▶ **WHAT YOU HAVE TO DO**:
Can you give all the records again without altering a single character?

─── DATA SHOWN ───

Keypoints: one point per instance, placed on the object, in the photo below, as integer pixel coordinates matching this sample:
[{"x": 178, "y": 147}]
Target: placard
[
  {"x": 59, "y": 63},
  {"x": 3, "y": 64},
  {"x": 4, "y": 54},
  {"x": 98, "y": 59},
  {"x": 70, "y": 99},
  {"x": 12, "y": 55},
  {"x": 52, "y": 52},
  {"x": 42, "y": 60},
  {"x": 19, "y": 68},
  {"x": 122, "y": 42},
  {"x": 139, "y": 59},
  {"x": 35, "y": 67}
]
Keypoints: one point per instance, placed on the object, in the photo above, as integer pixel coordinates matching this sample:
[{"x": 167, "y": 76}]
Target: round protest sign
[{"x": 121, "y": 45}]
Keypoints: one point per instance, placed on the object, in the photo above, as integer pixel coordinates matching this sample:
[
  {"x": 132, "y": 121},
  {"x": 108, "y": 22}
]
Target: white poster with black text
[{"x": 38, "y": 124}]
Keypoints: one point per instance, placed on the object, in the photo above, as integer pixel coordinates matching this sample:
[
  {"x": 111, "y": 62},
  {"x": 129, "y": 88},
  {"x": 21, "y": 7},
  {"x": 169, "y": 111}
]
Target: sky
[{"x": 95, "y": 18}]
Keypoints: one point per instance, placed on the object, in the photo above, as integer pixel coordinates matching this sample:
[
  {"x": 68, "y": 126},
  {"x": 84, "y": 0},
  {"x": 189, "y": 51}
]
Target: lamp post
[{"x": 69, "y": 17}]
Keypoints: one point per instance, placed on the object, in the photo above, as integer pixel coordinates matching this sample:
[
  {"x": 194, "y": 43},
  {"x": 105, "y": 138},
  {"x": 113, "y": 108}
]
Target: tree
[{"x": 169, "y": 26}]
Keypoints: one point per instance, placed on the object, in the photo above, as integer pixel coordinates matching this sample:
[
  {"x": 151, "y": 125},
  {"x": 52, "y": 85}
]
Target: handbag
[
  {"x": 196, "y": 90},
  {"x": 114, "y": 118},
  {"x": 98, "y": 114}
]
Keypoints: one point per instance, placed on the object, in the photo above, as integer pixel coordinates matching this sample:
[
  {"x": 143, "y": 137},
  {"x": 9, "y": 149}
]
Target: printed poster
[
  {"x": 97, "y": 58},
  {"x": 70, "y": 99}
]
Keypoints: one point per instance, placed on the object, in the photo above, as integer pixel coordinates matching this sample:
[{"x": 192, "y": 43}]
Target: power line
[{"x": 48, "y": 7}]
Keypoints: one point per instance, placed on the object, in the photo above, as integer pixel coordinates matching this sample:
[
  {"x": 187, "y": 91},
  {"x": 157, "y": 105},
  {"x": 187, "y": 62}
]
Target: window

───

▶ **WORKED SOLUTION**:
Keypoints: one point per instance, placed on the object, in the photo below, as integer pixel coordinates matching this sample:
[{"x": 178, "y": 147}]
Target: placard
[
  {"x": 59, "y": 63},
  {"x": 3, "y": 64},
  {"x": 4, "y": 54},
  {"x": 98, "y": 59},
  {"x": 70, "y": 99},
  {"x": 12, "y": 55},
  {"x": 52, "y": 52},
  {"x": 42, "y": 60},
  {"x": 19, "y": 68},
  {"x": 122, "y": 42},
  {"x": 139, "y": 59},
  {"x": 35, "y": 67}
]
Keypoints: one point per instance, placed on the object, in the photo above, as integer pixel coordinates matching this sample:
[{"x": 167, "y": 76}]
Target: round protest sign
[{"x": 121, "y": 45}]
Keypoints: one point per instance, placed on the object, in the photo above, as integer pixel coordinates matching this sample:
[
  {"x": 132, "y": 121},
  {"x": 108, "y": 22}
]
Target: white poster with black text
[{"x": 38, "y": 124}]
Keypoints: one point per instance, placed on the object, in the photo above, as integer pixel coordinates matching this sample:
[
  {"x": 111, "y": 62},
  {"x": 129, "y": 88},
  {"x": 21, "y": 7},
  {"x": 169, "y": 111}
]
Target: sky
[{"x": 95, "y": 18}]
Keypoints: one point per instance, placed on the object, in the photo above, as integer pixel coordinates matching this sample:
[
  {"x": 68, "y": 126},
  {"x": 84, "y": 0},
  {"x": 189, "y": 51}
]
Target: lamp post
[{"x": 69, "y": 17}]
Keypoints: one point per instance, placed on the object, in the photo above, as integer pixel coordinates matching this sample:
[
  {"x": 194, "y": 43},
  {"x": 105, "y": 138},
  {"x": 113, "y": 108}
]
Target: tree
[{"x": 169, "y": 26}]
Keypoints: one point per instance, placed on the object, in the photo above, as integer pixel coordinates matching this sample:
[
  {"x": 151, "y": 125},
  {"x": 52, "y": 85}
]
Target: handbag
[
  {"x": 196, "y": 90},
  {"x": 114, "y": 118},
  {"x": 98, "y": 114}
]
Keypoints: one point per instance, placed on the object, in the photo above, as integer pixel coordinates matching this sample:
[
  {"x": 143, "y": 137},
  {"x": 9, "y": 149}
]
Target: printed poster
[
  {"x": 97, "y": 58},
  {"x": 70, "y": 99}
]
Keypoints: one point per instance, placed on the object, in the photo above, as integer pixel coordinates matching this sample:
[{"x": 192, "y": 43}]
Target: power line
[{"x": 48, "y": 7}]
Keypoints: one point per instance, placed on the object, in the photo above, as integer pixel coordinates matching this sample:
[
  {"x": 187, "y": 91},
  {"x": 157, "y": 105},
  {"x": 187, "y": 62}
]
Target: window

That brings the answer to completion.